**Trecho do texto:**
•••

Um sucesso fácil, barato e eficaz

Quando o ministro Luiz Carlos Bresser Pereira assumiu o Ministério da Administração Federal e Reforma do Estado, descobriu que os dados estatísticos relacionados ao funcionalismo estavam espalhados pelas redes de computadores do governo como agulhas em palheiros.
Pois agora ele produz regularmente um dos melhores exemplos de competência, sinceridade e frugalismo da administração federal. É o Boletim Estatístico de Pessoal, publicado mensalmente pelo seu ministério. Impresso em papel de segunda, não tem capa dura nem gráficos coloridos. Custa uma miséria e vale uma fortuna.
O boletim de fevereiro informa que o governo da União tem 530 mil funcionários, contra 712 mil em 1989. Há quatro vezes menos analfabetos no serviço público (1,1%) do que na iniciativa privada (4,6%) e quatro vezes mais servidores com nível superior completo (44%) do que nas atividades particulares (11,7%). O serviço público só paga melhor que o privado nas atividades mais baratas, com salários médios de R$ 637, contra R$ 437. No topo, onde estão os cargos executivos, o governo paga em média R$ 6.069, e o mercado, R$ 7.080.
A Presidência da República (noves fora o gabinete do vice e o Estado-Maior das Forças Armadas) continua expandindo suas despesas com pessoal. Gastou 14% a mais nos últimos 12 meses, enquanto o Ministério da Cultura gastou 0,3% a menos.
O ministério do professor Weffort gastou 5,1% a mais com o pessoal da administração direta e 1,4% a menos com a Casa de Rui Barbosa.
Incêndio em Roraima? O ministro Gustavo Krause gastou 52,2% a mais com o pessoal da administração direta e menos 0,7% com o do Instituto Brasileiro do Meio Ambiente e dos Recursos Naturais Renováveis (Ibama).
Alguns números confirmam distorções conhecidas, mas nunca é demais relembrá-las. A remuneração média dos servidores ativos do Poder Judiciário é de R$ 2.679. Quando eles param de trabalhar, faturam R$ 3.947. Os funcionários públicos se aposentam com salários integrais, em média, aos 56 anos. Por causa disso o governo quer tungar a aposentadoria por tempo de serviço dos trabalhadores do INSS que, na média, aposentam-se com menos de R$ 200,00.
Há mais mulheres do que homens em 12 das 43 carreiras da burocracia. Para felicidade geral, depois de ser extinta a censura, agora está extinta também a carreira de censor. Dos 87 funcionários da tesoura, 57 eram mulheres. O bloco feminino mais significativo é o das técnicas de orçamento, finanças e controle, no qual são 51% num universo de 1.617. Falta pouco para que elas façam maioria na carreira de advogado.

Portanova, de novo
Dias antes de deixar o Ministério da Previdência, o deputado Reinhold Stephanes contestou, por carta, as críticas que lhe fez aqui o advogado gaúcho Raul Portanova.

•••

**Itens listados:**
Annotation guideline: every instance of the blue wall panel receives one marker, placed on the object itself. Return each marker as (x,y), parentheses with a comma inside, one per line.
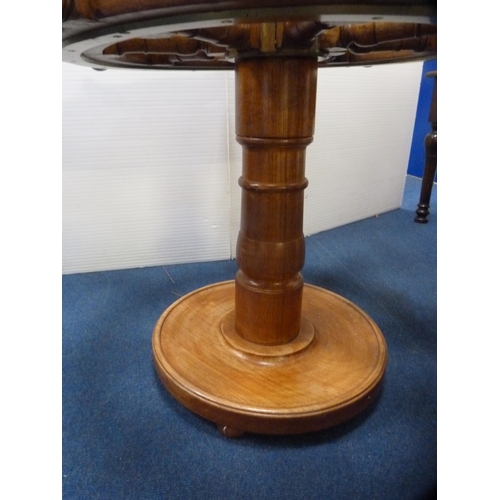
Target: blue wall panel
(422,125)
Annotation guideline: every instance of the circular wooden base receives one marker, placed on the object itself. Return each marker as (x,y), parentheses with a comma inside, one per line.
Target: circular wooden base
(332,372)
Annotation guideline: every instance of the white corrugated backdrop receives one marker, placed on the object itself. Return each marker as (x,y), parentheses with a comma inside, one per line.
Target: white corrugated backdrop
(150,164)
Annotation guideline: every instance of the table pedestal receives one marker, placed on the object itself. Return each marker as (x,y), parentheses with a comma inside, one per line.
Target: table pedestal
(265,353)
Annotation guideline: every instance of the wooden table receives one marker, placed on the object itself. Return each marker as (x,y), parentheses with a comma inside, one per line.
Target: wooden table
(264,353)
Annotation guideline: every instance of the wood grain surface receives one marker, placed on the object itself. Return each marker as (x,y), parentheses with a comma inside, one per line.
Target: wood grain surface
(335,377)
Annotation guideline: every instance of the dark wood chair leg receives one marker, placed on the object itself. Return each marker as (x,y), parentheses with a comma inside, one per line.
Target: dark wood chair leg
(430,159)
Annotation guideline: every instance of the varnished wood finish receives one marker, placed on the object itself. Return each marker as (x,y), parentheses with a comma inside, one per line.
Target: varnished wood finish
(338,375)
(265,353)
(259,355)
(430,144)
(275,105)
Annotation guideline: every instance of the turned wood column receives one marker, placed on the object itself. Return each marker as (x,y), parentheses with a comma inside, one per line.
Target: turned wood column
(275,109)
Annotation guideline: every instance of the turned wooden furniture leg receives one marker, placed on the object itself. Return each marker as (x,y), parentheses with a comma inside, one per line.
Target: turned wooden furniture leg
(265,353)
(430,159)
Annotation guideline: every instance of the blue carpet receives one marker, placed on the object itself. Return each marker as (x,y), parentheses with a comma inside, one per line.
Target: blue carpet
(124,437)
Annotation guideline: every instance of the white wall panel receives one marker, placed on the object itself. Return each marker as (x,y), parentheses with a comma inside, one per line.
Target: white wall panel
(150,163)
(144,168)
(357,164)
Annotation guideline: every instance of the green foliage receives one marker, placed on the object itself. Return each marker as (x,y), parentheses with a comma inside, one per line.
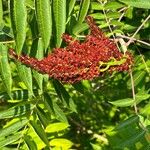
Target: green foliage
(108,113)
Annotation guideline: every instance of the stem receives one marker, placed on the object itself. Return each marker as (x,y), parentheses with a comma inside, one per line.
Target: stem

•••

**Ações a realizar:**
1) Copie do texto sobre o funcionalismo federal o trecho que vai de "Portanova, de novo" até "gaúcho Raul Portanova.", incluindo essas palavras.
2) Dê continuidade ao texto sobre o funcionalismo federal a partir da última frase apresentada.

**Respostas:**
1)
Portanova, de novo
Dias antes de deixar o Ministério da Previdência, o deputado Reinhold Stephanes contestou, por carta, as críticas que lhe fez aqui o advogado gaúcho Raul Portanova.

2)
Portanova sustenta que o governo está iludindo a população quando associa a expectativa de vida do brasileiro (68 anos) ao tempo médio de vida dos segurados do INSS. Ele diz que uma pesquisa feita em 1962, pelo falecido Instituto de Aposentadoria e Pensões dos Industriários, verificou que seus segurados morriam, em média, aos 52 anos. O advogado procurou refazer as contas no microuniverso de Porto Alegre e disso resultou que, em agosto de 1990, os segurados morriam, em média, aos 56 anos. Em janeiro de 1991, aos 57. Pediu ao ministro que, com os números dos computadores do Dataprev, informasse qual a idade média com que os segurados morrem hoje.
Stephanes considerou "absurda", "distorcida" e "sem fundamento técnico" a informação segundo a qual em 1990 a "expectativa de vida" era de 56 anos. Listou quatro fontes e uma delas, o IBGE, informa que o brasileiro nasce com 64,5 anos de vida esperada. Se chega aos 55, tende a viver até os 74.
Portanova responde: "Quem está falando em expectativa de vida é o ministro".
O advogado fala de vida média dos segurados e seu argumento é que os segurados do INSS morrem, em média, antes dos 60 anos. Como se baseia numa pesquisa velha e numa amostra recente, porém pequena, propõe que se faça, com os computadores da Dataprev, a mesma pesquisa que o Iapi fez em 1960.
Pode parecer estranho que a idade média dos segurados fique tão abaixo da expectativa de vida dos brasileiros em geral, mas, enquanto não aparecerem os números da Dataprev, a bola fica no campo do Ministério da Previdência, agora com novo gerente.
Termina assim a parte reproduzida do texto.